§ **Required task**
Copy out, exactly as given, every line from the line with "the window, one line per instance." to the end of the listing, both of those lines included.
:: Data provided
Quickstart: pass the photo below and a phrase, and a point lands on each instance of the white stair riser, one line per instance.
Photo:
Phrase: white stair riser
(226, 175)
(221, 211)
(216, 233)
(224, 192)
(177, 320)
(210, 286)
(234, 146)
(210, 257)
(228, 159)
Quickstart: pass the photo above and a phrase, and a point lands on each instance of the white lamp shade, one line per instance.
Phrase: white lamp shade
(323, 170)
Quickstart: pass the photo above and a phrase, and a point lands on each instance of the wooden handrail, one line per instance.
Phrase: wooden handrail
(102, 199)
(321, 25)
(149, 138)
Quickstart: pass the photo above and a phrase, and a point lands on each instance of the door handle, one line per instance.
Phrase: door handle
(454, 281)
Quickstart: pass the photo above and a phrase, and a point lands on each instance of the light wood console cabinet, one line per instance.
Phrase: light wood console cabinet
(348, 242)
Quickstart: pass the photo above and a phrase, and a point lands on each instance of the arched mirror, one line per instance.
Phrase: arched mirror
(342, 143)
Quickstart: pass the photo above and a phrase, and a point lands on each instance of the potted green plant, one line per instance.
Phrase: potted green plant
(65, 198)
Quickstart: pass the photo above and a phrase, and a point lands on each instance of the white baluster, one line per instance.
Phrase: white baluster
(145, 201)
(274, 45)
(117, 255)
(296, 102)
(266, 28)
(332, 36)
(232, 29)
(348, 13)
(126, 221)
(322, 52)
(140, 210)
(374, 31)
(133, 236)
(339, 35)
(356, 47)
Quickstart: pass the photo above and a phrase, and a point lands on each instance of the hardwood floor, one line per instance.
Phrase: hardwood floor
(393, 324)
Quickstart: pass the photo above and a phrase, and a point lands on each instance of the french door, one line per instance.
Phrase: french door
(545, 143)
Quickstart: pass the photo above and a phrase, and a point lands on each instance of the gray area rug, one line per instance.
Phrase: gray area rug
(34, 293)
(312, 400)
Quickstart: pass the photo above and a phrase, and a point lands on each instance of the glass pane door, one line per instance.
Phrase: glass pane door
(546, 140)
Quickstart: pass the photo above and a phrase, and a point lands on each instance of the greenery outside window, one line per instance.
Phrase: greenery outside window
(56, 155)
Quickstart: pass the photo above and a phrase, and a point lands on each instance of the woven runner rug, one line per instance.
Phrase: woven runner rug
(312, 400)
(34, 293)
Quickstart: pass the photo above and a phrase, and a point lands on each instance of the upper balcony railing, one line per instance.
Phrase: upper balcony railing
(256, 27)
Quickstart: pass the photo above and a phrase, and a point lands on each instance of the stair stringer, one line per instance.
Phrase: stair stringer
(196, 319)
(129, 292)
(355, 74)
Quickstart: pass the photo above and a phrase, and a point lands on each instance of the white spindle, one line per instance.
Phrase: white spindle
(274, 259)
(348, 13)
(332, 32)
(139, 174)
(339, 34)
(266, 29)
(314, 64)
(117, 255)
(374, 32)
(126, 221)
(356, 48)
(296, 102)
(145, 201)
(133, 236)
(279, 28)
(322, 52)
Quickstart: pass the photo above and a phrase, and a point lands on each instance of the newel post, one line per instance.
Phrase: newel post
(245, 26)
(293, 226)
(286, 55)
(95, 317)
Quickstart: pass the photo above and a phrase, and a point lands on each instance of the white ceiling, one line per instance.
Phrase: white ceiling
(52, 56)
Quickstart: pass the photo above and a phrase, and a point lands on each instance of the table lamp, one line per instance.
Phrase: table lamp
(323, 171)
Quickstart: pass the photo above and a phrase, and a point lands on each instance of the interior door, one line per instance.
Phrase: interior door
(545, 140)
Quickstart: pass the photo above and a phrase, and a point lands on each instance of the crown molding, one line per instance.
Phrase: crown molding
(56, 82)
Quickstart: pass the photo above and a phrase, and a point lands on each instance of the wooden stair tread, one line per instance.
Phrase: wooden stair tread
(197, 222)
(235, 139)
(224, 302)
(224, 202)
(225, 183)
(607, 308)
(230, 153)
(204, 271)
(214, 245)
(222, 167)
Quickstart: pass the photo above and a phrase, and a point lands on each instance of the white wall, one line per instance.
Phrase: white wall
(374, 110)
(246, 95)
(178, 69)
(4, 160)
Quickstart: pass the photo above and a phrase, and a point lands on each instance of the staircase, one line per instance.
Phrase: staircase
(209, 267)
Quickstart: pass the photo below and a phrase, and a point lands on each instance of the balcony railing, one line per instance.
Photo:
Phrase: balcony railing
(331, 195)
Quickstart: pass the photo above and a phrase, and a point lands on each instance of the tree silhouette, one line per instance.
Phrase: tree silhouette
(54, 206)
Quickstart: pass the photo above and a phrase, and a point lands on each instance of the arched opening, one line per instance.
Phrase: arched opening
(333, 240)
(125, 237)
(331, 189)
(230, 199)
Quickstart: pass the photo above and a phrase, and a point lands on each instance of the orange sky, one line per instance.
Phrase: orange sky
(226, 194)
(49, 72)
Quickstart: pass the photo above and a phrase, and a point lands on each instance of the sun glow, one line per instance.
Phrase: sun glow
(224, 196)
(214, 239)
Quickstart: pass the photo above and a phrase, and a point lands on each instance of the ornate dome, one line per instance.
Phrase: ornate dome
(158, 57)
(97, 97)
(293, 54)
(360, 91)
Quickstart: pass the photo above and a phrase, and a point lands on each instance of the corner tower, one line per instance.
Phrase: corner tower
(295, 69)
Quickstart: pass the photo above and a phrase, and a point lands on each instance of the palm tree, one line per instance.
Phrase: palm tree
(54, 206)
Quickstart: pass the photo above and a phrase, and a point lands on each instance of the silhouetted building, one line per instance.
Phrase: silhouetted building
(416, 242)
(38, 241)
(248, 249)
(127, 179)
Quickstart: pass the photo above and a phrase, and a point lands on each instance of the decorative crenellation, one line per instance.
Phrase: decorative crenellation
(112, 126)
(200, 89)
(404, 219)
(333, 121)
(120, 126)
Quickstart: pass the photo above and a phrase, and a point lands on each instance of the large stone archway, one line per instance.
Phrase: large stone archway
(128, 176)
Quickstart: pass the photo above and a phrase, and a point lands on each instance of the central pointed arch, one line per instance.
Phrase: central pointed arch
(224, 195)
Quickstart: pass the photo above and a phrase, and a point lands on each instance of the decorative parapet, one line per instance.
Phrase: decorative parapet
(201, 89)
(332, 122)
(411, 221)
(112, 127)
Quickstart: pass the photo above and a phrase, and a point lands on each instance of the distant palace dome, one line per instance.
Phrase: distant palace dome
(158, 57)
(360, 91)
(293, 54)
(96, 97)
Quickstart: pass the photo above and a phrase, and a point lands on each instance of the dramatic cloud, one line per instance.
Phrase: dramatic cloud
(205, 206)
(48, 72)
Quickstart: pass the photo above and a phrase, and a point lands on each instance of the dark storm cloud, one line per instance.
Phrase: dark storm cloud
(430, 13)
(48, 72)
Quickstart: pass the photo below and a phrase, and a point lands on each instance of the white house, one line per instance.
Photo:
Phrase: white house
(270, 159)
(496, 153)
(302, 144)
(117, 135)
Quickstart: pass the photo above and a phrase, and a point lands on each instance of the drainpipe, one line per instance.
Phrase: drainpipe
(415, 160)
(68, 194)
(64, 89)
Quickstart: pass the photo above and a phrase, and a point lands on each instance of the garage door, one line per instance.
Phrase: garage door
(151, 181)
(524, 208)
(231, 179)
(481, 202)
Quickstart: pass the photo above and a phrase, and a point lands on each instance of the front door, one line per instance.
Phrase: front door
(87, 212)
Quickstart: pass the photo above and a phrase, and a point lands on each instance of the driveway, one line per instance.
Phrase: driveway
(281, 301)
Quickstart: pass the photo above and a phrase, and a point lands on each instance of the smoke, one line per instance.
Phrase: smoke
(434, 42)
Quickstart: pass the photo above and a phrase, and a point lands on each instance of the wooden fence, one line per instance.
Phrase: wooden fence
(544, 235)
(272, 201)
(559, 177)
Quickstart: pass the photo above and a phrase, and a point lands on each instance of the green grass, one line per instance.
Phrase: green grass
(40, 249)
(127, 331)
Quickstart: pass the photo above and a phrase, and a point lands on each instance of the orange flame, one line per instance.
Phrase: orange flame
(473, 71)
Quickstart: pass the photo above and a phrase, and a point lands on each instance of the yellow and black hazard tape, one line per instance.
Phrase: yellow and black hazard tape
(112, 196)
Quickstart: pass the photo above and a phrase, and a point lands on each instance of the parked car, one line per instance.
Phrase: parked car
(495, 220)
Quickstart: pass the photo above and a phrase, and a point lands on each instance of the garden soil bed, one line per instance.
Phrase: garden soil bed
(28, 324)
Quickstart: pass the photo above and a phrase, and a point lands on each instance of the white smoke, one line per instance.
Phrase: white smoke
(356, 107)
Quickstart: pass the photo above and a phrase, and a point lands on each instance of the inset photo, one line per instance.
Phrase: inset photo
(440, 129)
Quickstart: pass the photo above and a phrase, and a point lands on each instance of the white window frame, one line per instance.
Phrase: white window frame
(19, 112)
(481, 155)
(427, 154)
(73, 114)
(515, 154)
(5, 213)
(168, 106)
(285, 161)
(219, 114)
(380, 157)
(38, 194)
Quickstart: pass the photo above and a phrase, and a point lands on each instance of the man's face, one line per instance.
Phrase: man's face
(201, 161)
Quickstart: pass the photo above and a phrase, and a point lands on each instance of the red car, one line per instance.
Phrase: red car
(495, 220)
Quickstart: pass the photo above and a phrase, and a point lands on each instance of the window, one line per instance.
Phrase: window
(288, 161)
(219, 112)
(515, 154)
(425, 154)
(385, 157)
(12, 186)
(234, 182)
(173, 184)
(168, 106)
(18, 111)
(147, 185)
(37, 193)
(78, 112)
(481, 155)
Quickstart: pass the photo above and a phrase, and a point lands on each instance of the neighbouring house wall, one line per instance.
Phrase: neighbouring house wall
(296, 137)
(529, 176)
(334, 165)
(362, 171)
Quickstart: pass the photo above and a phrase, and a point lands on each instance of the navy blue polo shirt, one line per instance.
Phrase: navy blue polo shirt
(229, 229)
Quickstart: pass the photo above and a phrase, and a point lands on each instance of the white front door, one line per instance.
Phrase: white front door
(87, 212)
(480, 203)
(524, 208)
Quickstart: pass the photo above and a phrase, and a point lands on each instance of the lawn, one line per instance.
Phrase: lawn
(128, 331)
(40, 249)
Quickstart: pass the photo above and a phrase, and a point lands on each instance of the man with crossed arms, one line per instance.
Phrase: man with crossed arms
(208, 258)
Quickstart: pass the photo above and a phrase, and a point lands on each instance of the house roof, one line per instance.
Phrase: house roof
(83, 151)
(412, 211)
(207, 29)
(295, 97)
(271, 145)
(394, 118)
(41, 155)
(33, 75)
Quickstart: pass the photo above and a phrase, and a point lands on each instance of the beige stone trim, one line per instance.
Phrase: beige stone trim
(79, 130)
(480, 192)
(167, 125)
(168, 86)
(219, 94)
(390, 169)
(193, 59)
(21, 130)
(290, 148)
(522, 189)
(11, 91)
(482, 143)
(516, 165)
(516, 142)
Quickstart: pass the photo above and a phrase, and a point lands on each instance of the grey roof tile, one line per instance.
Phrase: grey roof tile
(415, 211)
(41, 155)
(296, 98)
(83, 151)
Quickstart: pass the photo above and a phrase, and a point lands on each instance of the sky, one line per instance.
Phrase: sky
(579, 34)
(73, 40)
::::
§ **Task response**
Quickstart: pass the photo above and a phrase, and a point lands on each instance of the window, one line per instance.
Phrase: window
(288, 161)
(219, 112)
(515, 154)
(425, 154)
(385, 157)
(12, 186)
(234, 182)
(173, 184)
(168, 106)
(18, 111)
(147, 185)
(37, 193)
(78, 112)
(481, 155)
Quickstart: pass the photo above and a phrase, and a point lands on each instance of the neighbouring house wall, one line per instance.
Phrase: neighbouring house wall
(296, 137)
(529, 176)
(334, 165)
(362, 171)
Quickstart: pass the photo above and a phrase, and a point lands on each instance of the navy blue polo shirt, one line per instance.
Phrase: navy blue polo shirt
(229, 229)
Quickstart: pass the photo above and a phrase, and a point lands on each instance of the white front door, one line per instance.
Phrase: white front door
(87, 212)
(480, 203)
(524, 208)
Quickstart: pass the photo above and a phrase, and a point lands on each instance of the lawn, one line per instance.
Phrase: lawn
(128, 331)
(40, 249)
Quickstart: pass the photo above and a phrase, and a point lands on each instance of the man with crossed arms, one line per instance.
Phrase: man with crossed arms
(208, 258)
Quickstart: pass the photo above and a phrase, and a point lands on each instance of the house roof, one line per instance.
Phrase: house roof
(83, 151)
(412, 211)
(207, 29)
(295, 97)
(271, 145)
(394, 118)
(41, 155)
(33, 75)
Quickstart: pass the photo above and a phrase, and a point lands on each instance of the beige stone trim, one line per instance.
Phrase: beige stone trim
(79, 130)
(480, 192)
(167, 125)
(168, 86)
(219, 94)
(390, 169)
(193, 59)
(21, 130)
(290, 148)
(522, 189)
(11, 91)
(482, 143)
(516, 165)
(516, 142)
Quickstart: pass the photo above and a phrase, and a point lands on each instance of the grey roof tile, one line per instance.
Phrase: grey roof tile
(415, 211)
(41, 155)
(296, 98)
(83, 151)
Quickstart: pass the photo above and a phrase, and a point lands on each instance of the sky, one line per instance.
Phrase: sky
(579, 34)
(73, 40)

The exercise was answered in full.